## Requirements
Reproduce the rows below word for word, starting with the line that contains "mark the wristwatch | one pin per instance." and continuing through the final line of the rows, both ends included.

[Extracted records]
---+---
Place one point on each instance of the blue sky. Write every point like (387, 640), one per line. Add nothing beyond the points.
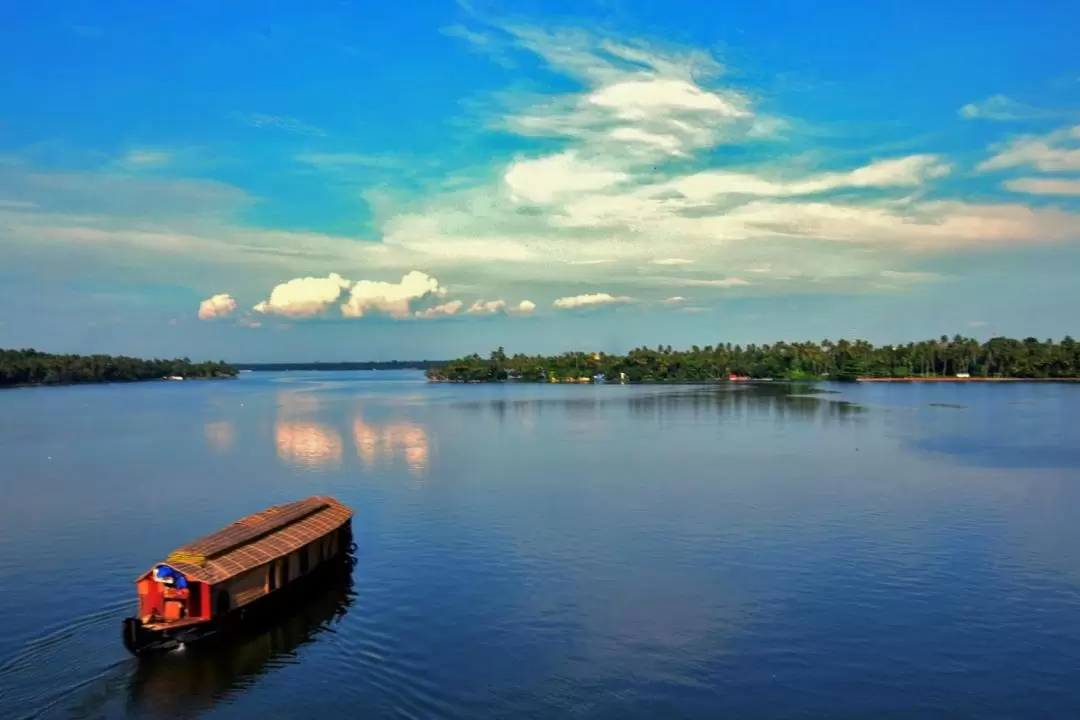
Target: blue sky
(353, 180)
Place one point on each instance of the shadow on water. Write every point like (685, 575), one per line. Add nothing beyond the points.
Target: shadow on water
(197, 679)
(771, 398)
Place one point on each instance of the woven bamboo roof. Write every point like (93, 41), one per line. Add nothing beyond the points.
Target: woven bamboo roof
(258, 539)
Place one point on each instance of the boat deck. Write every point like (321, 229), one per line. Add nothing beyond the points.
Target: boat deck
(174, 624)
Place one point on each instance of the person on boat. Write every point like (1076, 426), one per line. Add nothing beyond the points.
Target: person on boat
(170, 576)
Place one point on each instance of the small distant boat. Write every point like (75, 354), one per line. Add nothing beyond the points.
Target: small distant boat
(215, 583)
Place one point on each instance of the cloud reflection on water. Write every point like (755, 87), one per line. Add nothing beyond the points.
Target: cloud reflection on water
(220, 435)
(301, 440)
(381, 443)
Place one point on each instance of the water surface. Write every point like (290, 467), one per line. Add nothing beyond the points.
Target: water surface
(549, 551)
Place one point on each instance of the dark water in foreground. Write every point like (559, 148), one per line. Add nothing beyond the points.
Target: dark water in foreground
(561, 552)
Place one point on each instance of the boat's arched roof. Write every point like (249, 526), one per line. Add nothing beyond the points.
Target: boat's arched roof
(258, 539)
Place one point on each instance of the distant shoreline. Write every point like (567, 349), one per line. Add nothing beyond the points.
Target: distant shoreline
(329, 367)
(70, 383)
(940, 379)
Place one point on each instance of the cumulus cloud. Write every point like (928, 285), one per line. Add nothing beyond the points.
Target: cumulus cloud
(544, 179)
(487, 307)
(391, 298)
(624, 185)
(1055, 151)
(589, 300)
(444, 310)
(306, 297)
(217, 306)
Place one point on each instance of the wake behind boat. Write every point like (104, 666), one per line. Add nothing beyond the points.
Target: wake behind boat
(214, 583)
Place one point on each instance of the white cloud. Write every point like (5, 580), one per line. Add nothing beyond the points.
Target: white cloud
(1050, 153)
(487, 307)
(999, 107)
(391, 298)
(900, 172)
(279, 122)
(145, 158)
(444, 310)
(544, 179)
(589, 300)
(698, 282)
(1039, 186)
(626, 185)
(218, 306)
(909, 276)
(304, 297)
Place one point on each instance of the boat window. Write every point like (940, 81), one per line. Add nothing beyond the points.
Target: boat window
(224, 603)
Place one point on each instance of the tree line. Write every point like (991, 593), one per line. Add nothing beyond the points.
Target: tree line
(373, 365)
(844, 360)
(31, 367)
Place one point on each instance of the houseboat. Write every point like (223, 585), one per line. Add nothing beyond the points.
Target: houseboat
(214, 583)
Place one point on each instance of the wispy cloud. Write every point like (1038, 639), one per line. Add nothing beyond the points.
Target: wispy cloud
(351, 160)
(146, 158)
(1001, 108)
(1043, 186)
(622, 184)
(590, 300)
(1055, 151)
(279, 122)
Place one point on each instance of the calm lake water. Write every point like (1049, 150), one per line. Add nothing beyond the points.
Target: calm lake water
(561, 552)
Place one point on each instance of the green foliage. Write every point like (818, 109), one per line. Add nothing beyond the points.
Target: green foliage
(796, 361)
(30, 367)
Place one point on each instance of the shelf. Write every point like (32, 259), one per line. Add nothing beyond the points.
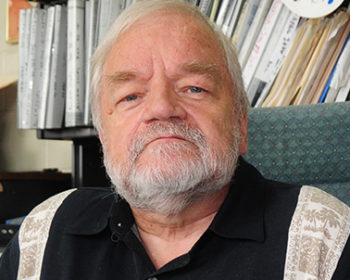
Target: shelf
(71, 133)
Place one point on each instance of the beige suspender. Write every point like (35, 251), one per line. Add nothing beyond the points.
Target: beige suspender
(317, 235)
(33, 235)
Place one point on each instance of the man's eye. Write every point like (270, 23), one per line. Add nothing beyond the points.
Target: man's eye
(131, 98)
(195, 89)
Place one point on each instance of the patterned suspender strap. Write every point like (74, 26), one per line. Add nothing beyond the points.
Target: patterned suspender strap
(33, 235)
(317, 235)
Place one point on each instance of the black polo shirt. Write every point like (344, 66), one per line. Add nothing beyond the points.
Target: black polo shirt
(93, 237)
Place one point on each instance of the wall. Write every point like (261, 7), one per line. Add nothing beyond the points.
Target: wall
(20, 150)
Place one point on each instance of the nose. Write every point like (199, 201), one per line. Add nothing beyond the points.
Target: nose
(163, 103)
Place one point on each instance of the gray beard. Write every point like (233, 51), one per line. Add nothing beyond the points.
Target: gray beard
(183, 173)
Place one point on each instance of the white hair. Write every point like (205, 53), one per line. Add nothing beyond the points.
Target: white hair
(142, 9)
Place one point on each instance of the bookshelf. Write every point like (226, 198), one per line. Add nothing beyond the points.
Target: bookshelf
(240, 20)
(87, 163)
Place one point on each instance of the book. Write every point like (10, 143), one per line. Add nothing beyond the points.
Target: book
(90, 47)
(332, 57)
(344, 91)
(290, 75)
(223, 10)
(268, 52)
(214, 10)
(275, 54)
(260, 45)
(74, 114)
(317, 72)
(205, 7)
(45, 66)
(253, 32)
(24, 18)
(342, 71)
(56, 96)
(246, 18)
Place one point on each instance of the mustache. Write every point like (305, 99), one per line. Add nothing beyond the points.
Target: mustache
(174, 128)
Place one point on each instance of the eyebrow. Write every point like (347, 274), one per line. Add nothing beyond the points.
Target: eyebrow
(210, 69)
(120, 76)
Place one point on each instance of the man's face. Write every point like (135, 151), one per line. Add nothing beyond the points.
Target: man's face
(167, 98)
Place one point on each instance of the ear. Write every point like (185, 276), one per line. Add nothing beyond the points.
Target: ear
(243, 145)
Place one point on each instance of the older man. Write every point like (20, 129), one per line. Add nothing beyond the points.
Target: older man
(169, 105)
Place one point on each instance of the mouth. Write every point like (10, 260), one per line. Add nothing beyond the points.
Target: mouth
(167, 139)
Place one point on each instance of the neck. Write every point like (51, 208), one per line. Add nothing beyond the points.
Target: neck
(167, 237)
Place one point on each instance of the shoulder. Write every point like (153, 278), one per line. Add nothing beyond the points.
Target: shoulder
(318, 234)
(72, 210)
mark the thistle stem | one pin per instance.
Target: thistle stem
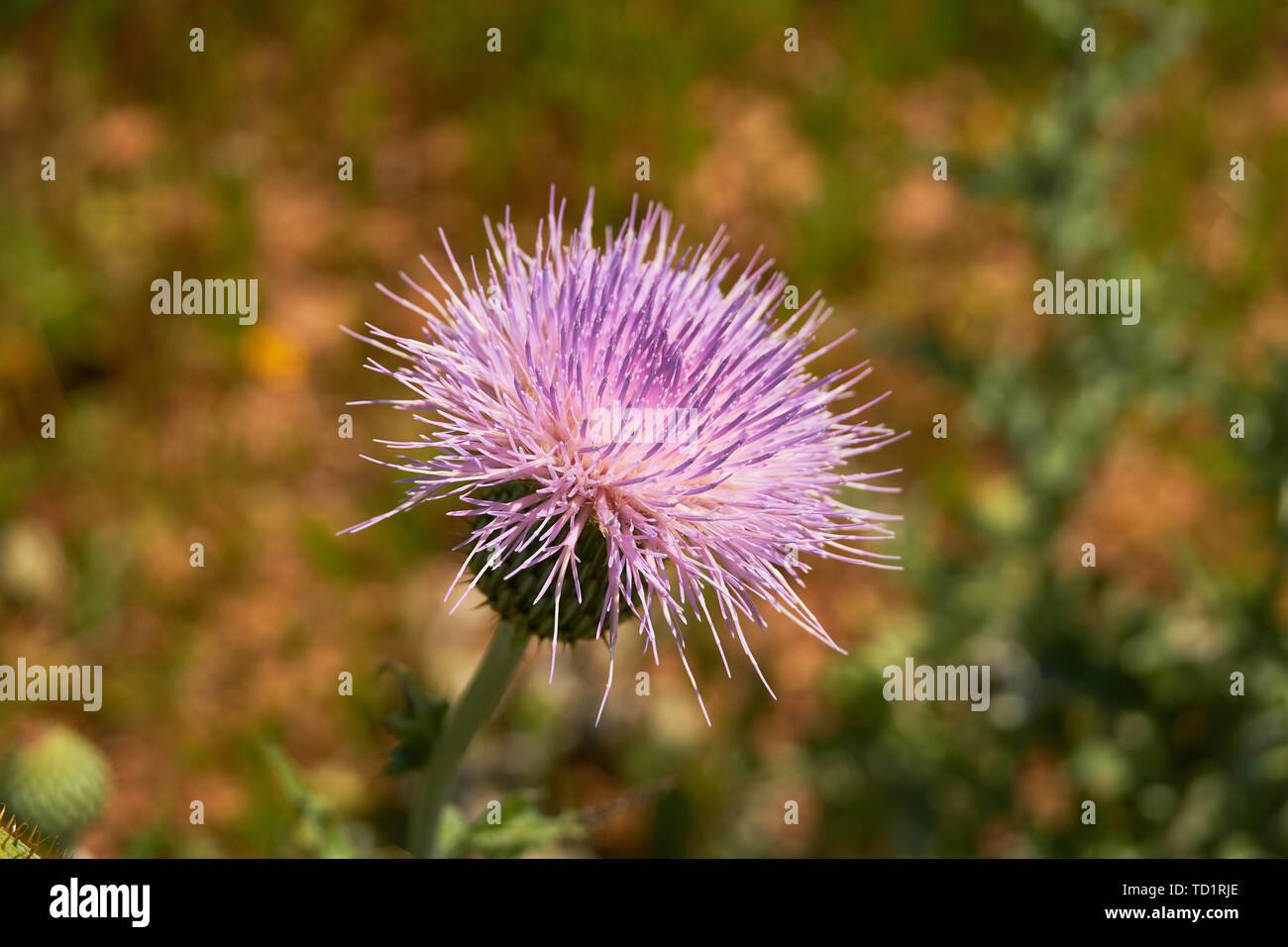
(472, 710)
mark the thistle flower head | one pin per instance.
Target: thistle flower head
(631, 438)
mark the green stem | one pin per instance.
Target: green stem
(471, 711)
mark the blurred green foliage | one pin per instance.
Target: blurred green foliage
(1109, 684)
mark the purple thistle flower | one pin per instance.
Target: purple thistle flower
(612, 416)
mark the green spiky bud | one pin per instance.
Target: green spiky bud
(514, 598)
(56, 784)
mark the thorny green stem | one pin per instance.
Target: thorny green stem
(472, 710)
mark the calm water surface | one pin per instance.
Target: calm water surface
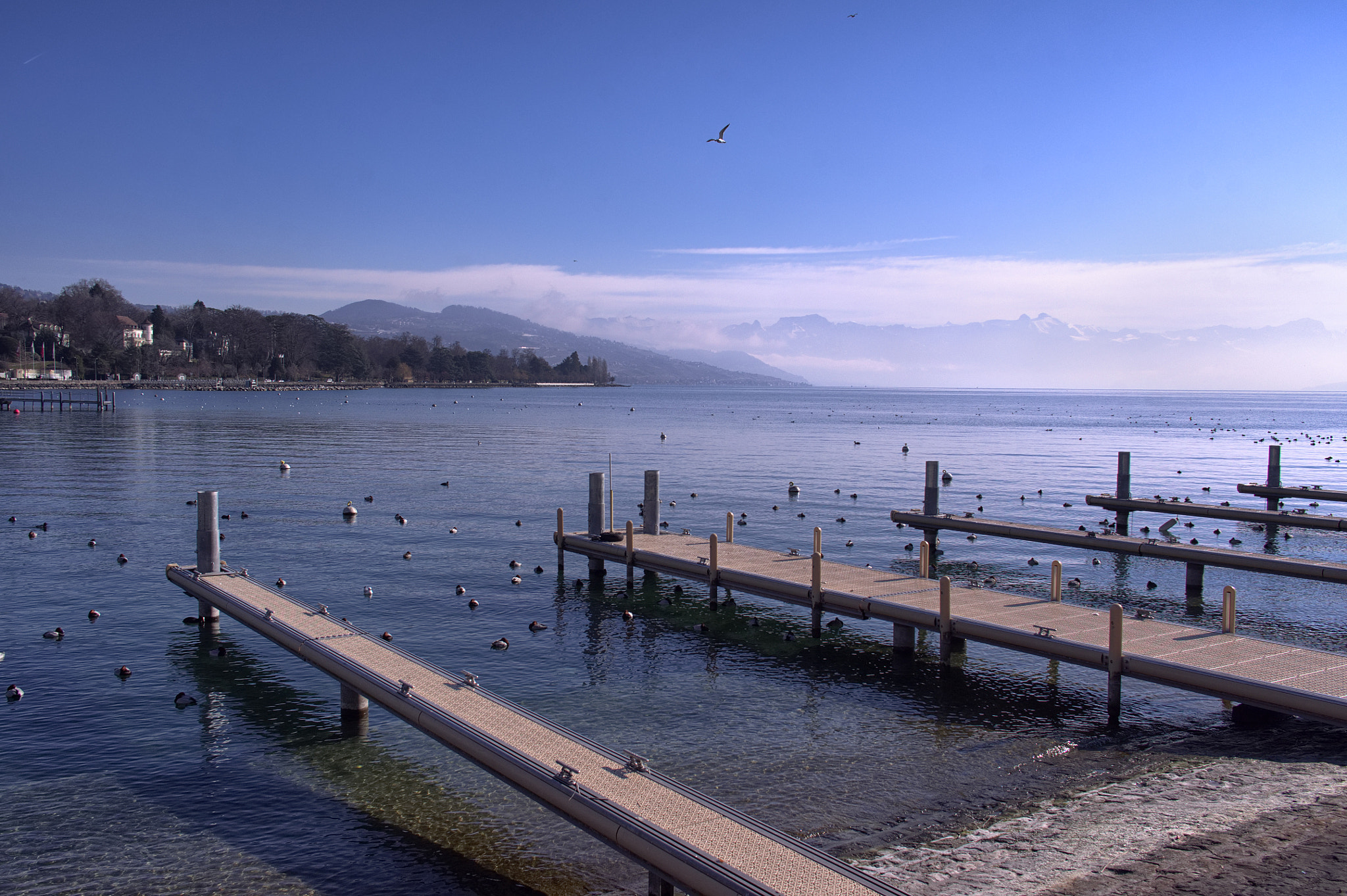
(108, 788)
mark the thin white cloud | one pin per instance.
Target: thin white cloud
(795, 250)
(1156, 295)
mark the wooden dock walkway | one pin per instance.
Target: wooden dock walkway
(679, 834)
(1218, 511)
(1090, 540)
(1276, 677)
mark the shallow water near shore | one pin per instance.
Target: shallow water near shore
(109, 788)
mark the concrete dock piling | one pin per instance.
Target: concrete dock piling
(597, 517)
(651, 507)
(208, 546)
(1114, 663)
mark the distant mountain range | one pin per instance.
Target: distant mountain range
(481, 329)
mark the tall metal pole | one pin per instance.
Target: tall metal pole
(208, 546)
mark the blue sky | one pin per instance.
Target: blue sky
(184, 149)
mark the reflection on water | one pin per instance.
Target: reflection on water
(259, 789)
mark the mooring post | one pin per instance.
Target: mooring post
(651, 525)
(596, 521)
(1192, 579)
(904, 640)
(208, 546)
(353, 704)
(713, 569)
(1273, 474)
(931, 507)
(817, 586)
(1114, 663)
(946, 622)
(560, 540)
(1124, 487)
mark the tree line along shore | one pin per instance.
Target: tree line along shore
(91, 331)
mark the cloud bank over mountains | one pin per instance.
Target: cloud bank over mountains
(1268, 321)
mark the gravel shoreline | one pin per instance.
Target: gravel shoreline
(1268, 821)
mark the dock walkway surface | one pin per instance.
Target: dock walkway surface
(1175, 507)
(1105, 541)
(689, 839)
(1304, 682)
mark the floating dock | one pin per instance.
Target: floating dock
(1286, 680)
(1218, 511)
(682, 837)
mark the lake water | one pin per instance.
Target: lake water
(110, 789)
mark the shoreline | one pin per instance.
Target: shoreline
(1268, 818)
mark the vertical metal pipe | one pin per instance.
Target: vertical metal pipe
(596, 518)
(1114, 663)
(1124, 487)
(1273, 474)
(560, 540)
(652, 502)
(631, 551)
(946, 622)
(208, 546)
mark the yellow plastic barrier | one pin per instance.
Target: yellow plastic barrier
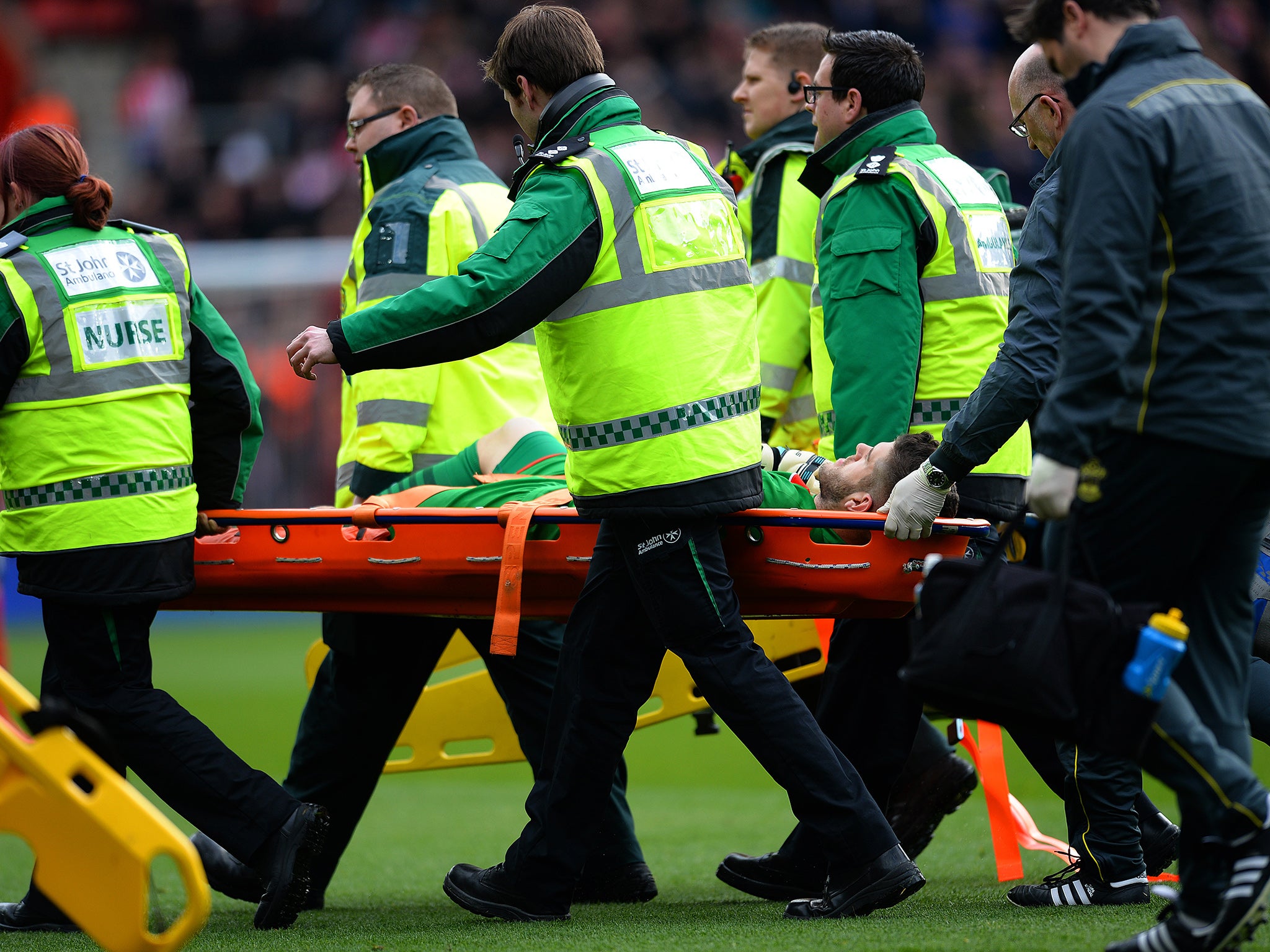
(466, 710)
(93, 834)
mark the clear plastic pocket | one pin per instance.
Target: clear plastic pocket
(675, 229)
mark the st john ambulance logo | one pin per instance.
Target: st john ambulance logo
(91, 267)
(662, 539)
(134, 268)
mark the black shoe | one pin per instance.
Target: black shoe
(1160, 838)
(225, 874)
(1168, 936)
(1244, 903)
(479, 891)
(633, 883)
(230, 878)
(35, 913)
(285, 868)
(922, 799)
(879, 885)
(1073, 888)
(769, 876)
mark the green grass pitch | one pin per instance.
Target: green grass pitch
(695, 800)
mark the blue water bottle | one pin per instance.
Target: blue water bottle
(1161, 646)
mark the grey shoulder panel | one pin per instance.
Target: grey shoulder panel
(11, 243)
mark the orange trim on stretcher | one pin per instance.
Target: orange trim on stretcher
(450, 562)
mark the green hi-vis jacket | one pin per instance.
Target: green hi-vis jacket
(128, 405)
(778, 216)
(430, 203)
(913, 267)
(623, 243)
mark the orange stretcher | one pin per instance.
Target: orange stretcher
(478, 563)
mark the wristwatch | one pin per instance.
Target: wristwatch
(938, 479)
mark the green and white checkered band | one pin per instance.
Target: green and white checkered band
(110, 485)
(660, 423)
(928, 412)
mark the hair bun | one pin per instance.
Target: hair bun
(91, 201)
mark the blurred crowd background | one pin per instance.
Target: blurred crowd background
(223, 121)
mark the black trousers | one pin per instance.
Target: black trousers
(1259, 700)
(99, 662)
(1140, 549)
(658, 584)
(367, 687)
(874, 719)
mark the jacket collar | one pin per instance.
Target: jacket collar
(436, 140)
(793, 128)
(1050, 168)
(595, 111)
(46, 211)
(897, 125)
(1141, 42)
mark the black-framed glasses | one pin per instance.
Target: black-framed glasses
(1016, 125)
(810, 93)
(355, 125)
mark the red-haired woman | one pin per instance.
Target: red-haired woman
(127, 408)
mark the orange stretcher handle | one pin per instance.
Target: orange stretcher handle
(515, 518)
---+---
## Reply to the exercise
mark the wristwatch | one pin per instance.
Target: wristwatch
(938, 479)
mark the green and white checkered band | one pin per instance.
Target: green and white checkered band
(110, 485)
(660, 423)
(928, 412)
mark the hair bun | one pin per instance.
Target: hair bun
(91, 201)
mark the blurred crowd background | one pin per instance.
Target: blurred crowd background
(223, 121)
mark the black trousers | one pin per instance.
Target: black trousers
(1259, 700)
(99, 662)
(1140, 549)
(658, 584)
(367, 687)
(874, 719)
mark the jacket collar | one pin per instance.
Target: jacket collar
(436, 140)
(793, 128)
(1050, 168)
(595, 111)
(46, 211)
(897, 125)
(1141, 42)
mark the black-framed glasses | one pin per instance.
Target: black-framed glasses
(1016, 125)
(810, 93)
(355, 125)
mark the red-haired woman | one pin per instance.
Target: red-haired woman
(127, 408)
mark the orange stretcher handle | one pin per instance.
Target: orange stretcher handle
(515, 518)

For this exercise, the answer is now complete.